**Do this**. Report how many lines in the items below contain the string "honeycomb" with matching case. Give only the number.
== Records for the exercise ==
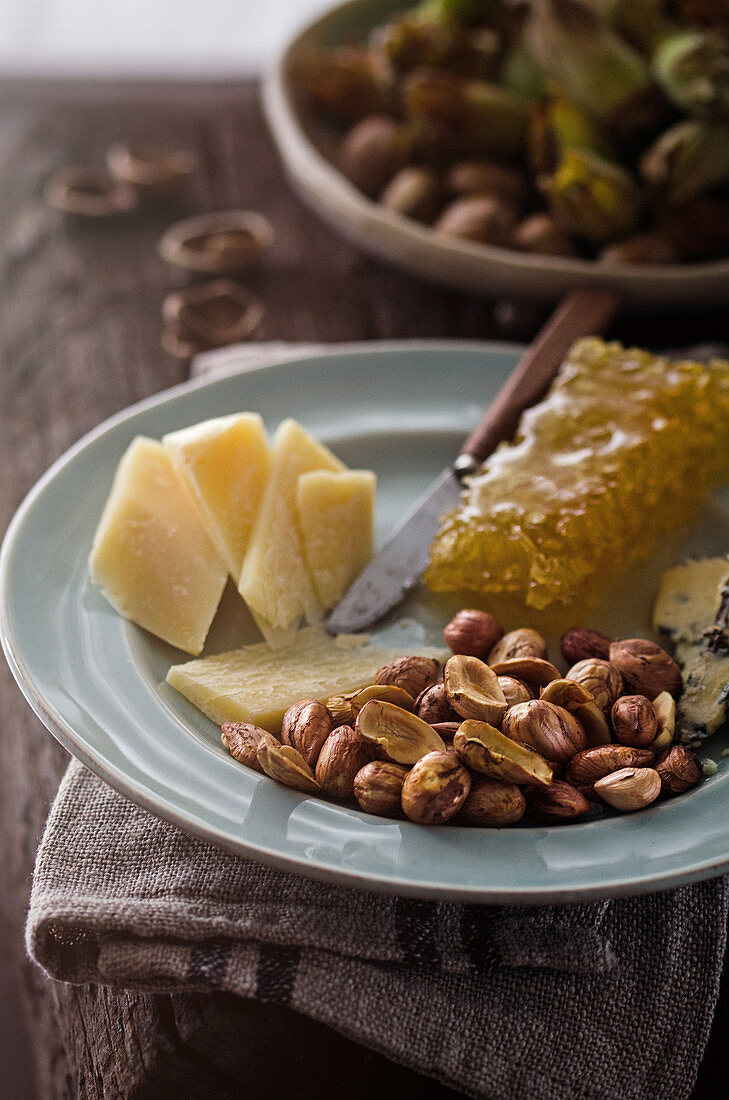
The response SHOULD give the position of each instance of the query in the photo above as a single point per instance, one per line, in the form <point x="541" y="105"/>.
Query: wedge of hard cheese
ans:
<point x="258" y="684"/>
<point x="152" y="554"/>
<point x="274" y="581"/>
<point x="227" y="462"/>
<point x="337" y="525"/>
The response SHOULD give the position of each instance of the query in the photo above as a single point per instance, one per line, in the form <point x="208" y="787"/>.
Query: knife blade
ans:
<point x="398" y="565"/>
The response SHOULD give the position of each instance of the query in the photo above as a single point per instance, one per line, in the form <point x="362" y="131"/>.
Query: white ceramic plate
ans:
<point x="98" y="682"/>
<point x="477" y="268"/>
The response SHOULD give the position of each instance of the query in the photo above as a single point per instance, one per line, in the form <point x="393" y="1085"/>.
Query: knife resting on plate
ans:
<point x="398" y="565"/>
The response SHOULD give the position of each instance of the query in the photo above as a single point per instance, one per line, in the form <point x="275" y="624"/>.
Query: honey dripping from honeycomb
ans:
<point x="620" y="451"/>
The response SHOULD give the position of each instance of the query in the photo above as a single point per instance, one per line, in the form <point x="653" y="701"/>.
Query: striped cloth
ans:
<point x="574" y="1002"/>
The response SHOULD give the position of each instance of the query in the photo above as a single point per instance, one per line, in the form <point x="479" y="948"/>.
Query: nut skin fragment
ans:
<point x="582" y="645"/>
<point x="645" y="668"/>
<point x="435" y="789"/>
<point x="342" y="756"/>
<point x="410" y="673"/>
<point x="306" y="727"/>
<point x="432" y="706"/>
<point x="485" y="749"/>
<point x="286" y="765"/>
<point x="556" y="803"/>
<point x="549" y="729"/>
<point x="600" y="679"/>
<point x="629" y="789"/>
<point x="473" y="689"/>
<point x="634" y="721"/>
<point x="242" y="739"/>
<point x="678" y="769"/>
<point x="514" y="690"/>
<point x="473" y="633"/>
<point x="378" y="788"/>
<point x="493" y="803"/>
<point x="587" y="767"/>
<point x="521" y="642"/>
<point x="398" y="735"/>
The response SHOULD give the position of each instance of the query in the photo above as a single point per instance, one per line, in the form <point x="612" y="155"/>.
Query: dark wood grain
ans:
<point x="79" y="339"/>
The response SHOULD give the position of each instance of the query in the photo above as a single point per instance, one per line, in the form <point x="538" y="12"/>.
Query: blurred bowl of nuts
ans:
<point x="500" y="146"/>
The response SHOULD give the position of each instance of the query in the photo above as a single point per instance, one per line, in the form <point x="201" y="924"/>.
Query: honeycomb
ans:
<point x="621" y="450"/>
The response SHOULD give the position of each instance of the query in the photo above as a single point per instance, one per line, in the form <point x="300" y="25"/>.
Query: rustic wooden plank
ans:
<point x="79" y="339"/>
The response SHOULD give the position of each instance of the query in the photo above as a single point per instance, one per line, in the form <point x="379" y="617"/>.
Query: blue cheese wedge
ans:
<point x="693" y="608"/>
<point x="689" y="597"/>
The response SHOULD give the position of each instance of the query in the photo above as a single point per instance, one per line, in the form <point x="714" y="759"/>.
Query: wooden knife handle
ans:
<point x="583" y="312"/>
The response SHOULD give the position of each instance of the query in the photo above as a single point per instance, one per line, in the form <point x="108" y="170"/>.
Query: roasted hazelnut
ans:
<point x="242" y="739"/>
<point x="472" y="689"/>
<point x="396" y="734"/>
<point x="148" y="171"/>
<point x="558" y="803"/>
<point x="580" y="645"/>
<point x="493" y="803"/>
<point x="629" y="789"/>
<point x="521" y="642"/>
<point x="473" y="633"/>
<point x="514" y="690"/>
<point x="342" y="756"/>
<point x="645" y="668"/>
<point x="485" y="749"/>
<point x="532" y="671"/>
<point x="378" y="788"/>
<point x="387" y="693"/>
<point x="218" y="243"/>
<point x="410" y="673"/>
<point x="286" y="765"/>
<point x="600" y="679"/>
<point x="591" y="765"/>
<point x="678" y="769"/>
<point x="372" y="152"/>
<point x="216" y="314"/>
<point x="88" y="194"/>
<point x="487" y="177"/>
<point x="413" y="191"/>
<point x="432" y="705"/>
<point x="340" y="710"/>
<point x="435" y="789"/>
<point x="650" y="248"/>
<point x="634" y="721"/>
<point x="665" y="712"/>
<point x="549" y="729"/>
<point x="306" y="727"/>
<point x="483" y="218"/>
<point x="446" y="729"/>
<point x="541" y="233"/>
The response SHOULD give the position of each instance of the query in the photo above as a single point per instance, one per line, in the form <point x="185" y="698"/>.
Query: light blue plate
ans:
<point x="98" y="682"/>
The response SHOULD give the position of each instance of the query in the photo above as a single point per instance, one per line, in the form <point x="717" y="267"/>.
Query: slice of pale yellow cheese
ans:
<point x="274" y="581"/>
<point x="227" y="462"/>
<point x="337" y="513"/>
<point x="152" y="554"/>
<point x="257" y="683"/>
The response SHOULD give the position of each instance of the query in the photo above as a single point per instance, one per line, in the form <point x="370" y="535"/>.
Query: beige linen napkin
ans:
<point x="607" y="1000"/>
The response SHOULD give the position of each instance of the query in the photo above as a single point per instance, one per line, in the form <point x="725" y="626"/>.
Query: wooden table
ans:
<point x="79" y="339"/>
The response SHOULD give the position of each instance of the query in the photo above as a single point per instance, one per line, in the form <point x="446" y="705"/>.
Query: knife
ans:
<point x="398" y="567"/>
===
**Correct output**. 2